REQUIRED ACTION: Please answer from the entry on emergent capabilities: under the loss-based definition, when does task accuracy rise above baseline?

EXCERPT PROVIDED:
Emergent Capabilities in Language Models

Updated 20 March 2026

Emergent capabilities are qualitatively new abilities that arise abruptly in large-scale language models when critical thresholds in size or loss are reached.
Empirical measurements reveal distinct performance jumps and phase transitions using loss thresholds and scaling laws, offering concrete benchmarks for evaluation.
Underlying mechanisms involve sparse Bayesian inference and nonlinear dynamical systems, bridging classical symbolic approaches with subsymbolic neural architectures.

Emergent capabilities in LLMs constitute a striking phenomenon wherein qualitatively new abilities appear abruptly at certain points during model scaling or training, defying prediction by extrapolation from smaller models. These abilities span reasoning, abstraction, analogical inference, coding, autonomous tool use, prosody perception, and more. This entry synthesizes the technical definitions, underlying mechanisms, empirical evidence, measurement frameworks, controversies, and open questions regarding emergent capabilities, referencing foundational and recent literature across scaling laws, information theory, mechanistic interpretability, and complex systems.

1. Formal Definitions and Theoretical Perspectives

"Emergent ability" in LLMs is operationally defined as a capability absent in smaller models but present in larger ones, where performance curves cannot be simply predicted from low-scale results (Wei et al., 2022). Wei et al. (2022) formalize: an ability is emergent if, for model size $N$ , performance on some task is near-random below a threshold $N^*$ , then jumps to a qualitatively new regime at or above $N^*$ , violating predictable scaling trends.

Recent theory advances this further with a loss-centric definition: an emergent ability is present if, for pre-training loss $L$ and threshold $L^*$ , the task accuracy is at baseline for all $L > L^*$ and increases only when $L \leq L^*$ (Du et al., 2024). This loss-based definition unifies size- and compute-thresholded perspectives, as the loss is itself a deterministic function of model size, data, and compute via scaling laws.

GIVEN ENTRIES:
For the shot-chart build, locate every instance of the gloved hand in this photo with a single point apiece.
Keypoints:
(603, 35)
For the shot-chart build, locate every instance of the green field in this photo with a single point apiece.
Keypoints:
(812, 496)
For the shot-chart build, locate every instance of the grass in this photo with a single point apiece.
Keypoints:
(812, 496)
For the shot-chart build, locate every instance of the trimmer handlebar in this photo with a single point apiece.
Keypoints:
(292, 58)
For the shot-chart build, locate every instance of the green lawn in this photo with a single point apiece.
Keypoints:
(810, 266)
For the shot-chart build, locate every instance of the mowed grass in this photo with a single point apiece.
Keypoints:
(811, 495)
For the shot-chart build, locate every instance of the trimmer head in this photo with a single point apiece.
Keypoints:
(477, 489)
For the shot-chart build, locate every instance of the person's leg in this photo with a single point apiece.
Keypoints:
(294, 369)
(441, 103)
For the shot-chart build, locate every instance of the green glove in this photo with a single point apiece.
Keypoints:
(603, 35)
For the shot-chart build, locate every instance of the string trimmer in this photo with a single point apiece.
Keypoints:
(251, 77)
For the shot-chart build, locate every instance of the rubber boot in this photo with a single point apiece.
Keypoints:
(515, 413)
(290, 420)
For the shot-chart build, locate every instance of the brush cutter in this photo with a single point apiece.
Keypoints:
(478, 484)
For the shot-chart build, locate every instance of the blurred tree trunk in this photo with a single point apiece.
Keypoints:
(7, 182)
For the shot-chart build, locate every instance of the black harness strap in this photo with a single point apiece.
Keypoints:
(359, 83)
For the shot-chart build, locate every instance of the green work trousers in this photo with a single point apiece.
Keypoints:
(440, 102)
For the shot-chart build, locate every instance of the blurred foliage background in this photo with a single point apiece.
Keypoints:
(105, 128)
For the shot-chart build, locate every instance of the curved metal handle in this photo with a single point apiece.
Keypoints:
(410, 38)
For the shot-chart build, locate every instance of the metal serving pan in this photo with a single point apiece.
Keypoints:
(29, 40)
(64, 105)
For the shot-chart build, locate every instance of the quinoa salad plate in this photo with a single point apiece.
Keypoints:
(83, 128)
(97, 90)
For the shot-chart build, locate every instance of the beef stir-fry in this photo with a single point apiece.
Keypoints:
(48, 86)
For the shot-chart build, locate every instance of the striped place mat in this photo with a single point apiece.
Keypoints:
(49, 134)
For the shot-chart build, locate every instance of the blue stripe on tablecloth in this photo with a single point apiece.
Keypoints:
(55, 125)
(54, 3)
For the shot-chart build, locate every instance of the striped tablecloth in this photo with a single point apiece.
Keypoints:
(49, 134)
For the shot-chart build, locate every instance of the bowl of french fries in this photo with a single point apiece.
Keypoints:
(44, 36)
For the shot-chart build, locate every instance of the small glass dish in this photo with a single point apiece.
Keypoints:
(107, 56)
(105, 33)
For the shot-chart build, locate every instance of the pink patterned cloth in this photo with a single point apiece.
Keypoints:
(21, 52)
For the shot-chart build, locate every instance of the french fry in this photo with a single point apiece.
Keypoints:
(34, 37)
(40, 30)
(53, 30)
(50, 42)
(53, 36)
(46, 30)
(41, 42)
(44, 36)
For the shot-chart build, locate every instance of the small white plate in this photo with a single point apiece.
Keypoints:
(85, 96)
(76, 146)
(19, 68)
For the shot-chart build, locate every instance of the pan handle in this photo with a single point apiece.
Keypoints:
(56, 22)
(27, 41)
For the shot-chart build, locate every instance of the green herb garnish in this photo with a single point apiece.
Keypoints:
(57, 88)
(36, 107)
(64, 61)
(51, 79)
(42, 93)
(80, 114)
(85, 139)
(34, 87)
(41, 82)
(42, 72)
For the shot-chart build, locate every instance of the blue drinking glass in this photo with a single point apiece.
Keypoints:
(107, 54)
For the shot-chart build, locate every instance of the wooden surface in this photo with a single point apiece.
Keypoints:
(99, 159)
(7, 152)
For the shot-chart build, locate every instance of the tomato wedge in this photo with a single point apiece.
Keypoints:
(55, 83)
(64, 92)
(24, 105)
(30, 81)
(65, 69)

OUTPUT: Only when the pre-training loss L is at or below the threshold L*.